**Dataset excerpts:**
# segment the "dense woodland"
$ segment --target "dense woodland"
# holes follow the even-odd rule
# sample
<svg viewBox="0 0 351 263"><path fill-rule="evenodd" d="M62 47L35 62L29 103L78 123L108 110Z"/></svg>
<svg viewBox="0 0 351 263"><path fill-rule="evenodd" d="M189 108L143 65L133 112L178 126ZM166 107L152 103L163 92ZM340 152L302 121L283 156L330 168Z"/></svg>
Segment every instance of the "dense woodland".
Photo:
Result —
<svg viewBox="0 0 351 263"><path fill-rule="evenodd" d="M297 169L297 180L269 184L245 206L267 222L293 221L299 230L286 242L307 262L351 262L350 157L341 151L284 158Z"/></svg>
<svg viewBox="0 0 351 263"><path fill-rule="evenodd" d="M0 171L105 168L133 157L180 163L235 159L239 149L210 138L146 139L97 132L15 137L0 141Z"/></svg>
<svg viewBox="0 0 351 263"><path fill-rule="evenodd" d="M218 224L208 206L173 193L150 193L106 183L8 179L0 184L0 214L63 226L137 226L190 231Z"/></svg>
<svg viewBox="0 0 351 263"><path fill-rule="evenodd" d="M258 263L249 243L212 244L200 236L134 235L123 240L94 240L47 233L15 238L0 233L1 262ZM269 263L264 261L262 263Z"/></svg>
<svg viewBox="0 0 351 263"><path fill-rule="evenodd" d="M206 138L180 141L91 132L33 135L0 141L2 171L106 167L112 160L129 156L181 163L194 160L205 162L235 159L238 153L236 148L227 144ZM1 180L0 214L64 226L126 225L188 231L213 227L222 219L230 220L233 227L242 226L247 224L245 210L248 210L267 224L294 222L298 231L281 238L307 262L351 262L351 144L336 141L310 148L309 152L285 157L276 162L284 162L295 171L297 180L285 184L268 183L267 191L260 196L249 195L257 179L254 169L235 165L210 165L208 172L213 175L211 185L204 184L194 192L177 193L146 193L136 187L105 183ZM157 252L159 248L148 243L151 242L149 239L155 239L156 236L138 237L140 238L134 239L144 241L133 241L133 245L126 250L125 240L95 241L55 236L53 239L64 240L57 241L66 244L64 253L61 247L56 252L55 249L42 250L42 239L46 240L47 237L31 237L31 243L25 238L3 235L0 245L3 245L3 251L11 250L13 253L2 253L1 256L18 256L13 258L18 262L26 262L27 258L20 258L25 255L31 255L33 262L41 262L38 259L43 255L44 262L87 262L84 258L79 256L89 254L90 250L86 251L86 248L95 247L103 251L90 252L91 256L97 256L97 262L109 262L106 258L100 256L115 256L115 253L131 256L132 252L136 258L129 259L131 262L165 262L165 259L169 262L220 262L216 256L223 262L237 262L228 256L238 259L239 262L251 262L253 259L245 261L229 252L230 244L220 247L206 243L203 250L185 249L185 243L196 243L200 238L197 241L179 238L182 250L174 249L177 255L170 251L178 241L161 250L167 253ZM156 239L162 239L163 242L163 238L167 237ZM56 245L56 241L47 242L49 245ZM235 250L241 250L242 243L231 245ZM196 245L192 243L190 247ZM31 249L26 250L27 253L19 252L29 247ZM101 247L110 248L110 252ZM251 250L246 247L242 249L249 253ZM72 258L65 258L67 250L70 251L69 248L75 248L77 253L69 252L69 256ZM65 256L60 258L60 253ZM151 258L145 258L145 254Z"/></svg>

**Aim of the exercise:**
Set down every line of the records above again, character for character, with nothing changed, added, or left out.

**Expected answer:**
# segment the "dense woodland"
$ segment --target "dense woodland"
# holes follow the even-odd rule
# sample
<svg viewBox="0 0 351 263"><path fill-rule="evenodd" d="M62 47L35 62L29 103L78 123L108 110Z"/></svg>
<svg viewBox="0 0 351 263"><path fill-rule="evenodd" d="M189 108L143 65L133 112L178 126ZM166 107L152 103L163 92ZM340 152L302 121L283 156L330 168Z"/></svg>
Segment every instance of the "dense woodland".
Photo:
Result —
<svg viewBox="0 0 351 263"><path fill-rule="evenodd" d="M297 169L297 180L269 184L245 206L267 222L293 221L299 230L286 242L307 262L351 262L350 157L341 151L284 158Z"/></svg>
<svg viewBox="0 0 351 263"><path fill-rule="evenodd" d="M0 171L105 168L133 157L180 163L235 159L239 149L210 138L146 139L97 132L15 137L0 141Z"/></svg>
<svg viewBox="0 0 351 263"><path fill-rule="evenodd" d="M218 224L208 206L173 193L150 193L106 183L8 179L0 184L0 214L63 226L137 226L190 231Z"/></svg>
<svg viewBox="0 0 351 263"><path fill-rule="evenodd" d="M258 263L249 243L212 244L200 236L134 235L123 240L94 240L47 233L15 238L0 233L1 262ZM269 263L264 261L262 263Z"/></svg>
<svg viewBox="0 0 351 263"><path fill-rule="evenodd" d="M206 138L180 141L91 132L33 135L0 141L2 171L106 167L112 160L129 156L181 163L194 160L205 162L235 159L238 153L236 148L227 144ZM1 180L0 214L64 226L126 225L188 231L213 227L222 219L230 220L233 227L242 226L247 224L245 210L248 210L267 224L294 222L298 231L281 238L307 262L351 262L351 144L336 141L310 148L309 152L285 157L276 162L284 162L295 171L297 180L285 184L268 183L267 191L260 196L249 195L257 179L254 169L235 165L210 165L208 172L213 175L211 185L204 184L194 192L177 193L146 193L136 187L105 183ZM157 252L159 248L148 243L151 242L149 239L155 239L156 236L138 237L140 238L134 239L144 241L133 241L133 245L126 250L125 240L95 241L55 236L53 239L64 240L57 241L66 244L64 253L61 247L56 252L55 249L42 250L42 239L46 240L47 237L31 237L31 243L25 238L3 235L0 245L3 245L3 251L11 250L13 253L2 253L1 256L18 256L13 258L18 262L26 262L27 258L20 258L25 255L31 255L33 262L41 262L38 259L43 255L44 262L87 262L84 258L79 256L89 254L90 250L86 251L86 248L95 247L103 251L90 252L91 256L97 256L97 262L109 262L106 258L100 256L115 256L115 253L131 256L132 252L136 258L129 259L131 262L165 262L165 259L169 262L220 262L216 256L223 262L237 262L228 256L238 259L239 262L251 262L253 259L245 261L229 252L230 244L220 247L206 243L203 250L185 249L185 243L196 243L200 238L197 241L179 238L182 250L174 249L177 255L170 251L178 241L161 250L167 253ZM156 239L162 239L163 242L163 238L167 237ZM56 245L56 241L47 242L49 245ZM235 250L241 250L242 243L231 245ZM196 245L192 243L190 247ZM31 249L26 250L27 253L19 252L29 247ZM101 247L110 248L110 252ZM251 250L246 247L242 249L249 253ZM72 258L65 258L67 250L70 251L69 248L75 248L77 253L69 252L69 256ZM65 256L60 258L60 253ZM151 258L145 258L145 254Z"/></svg>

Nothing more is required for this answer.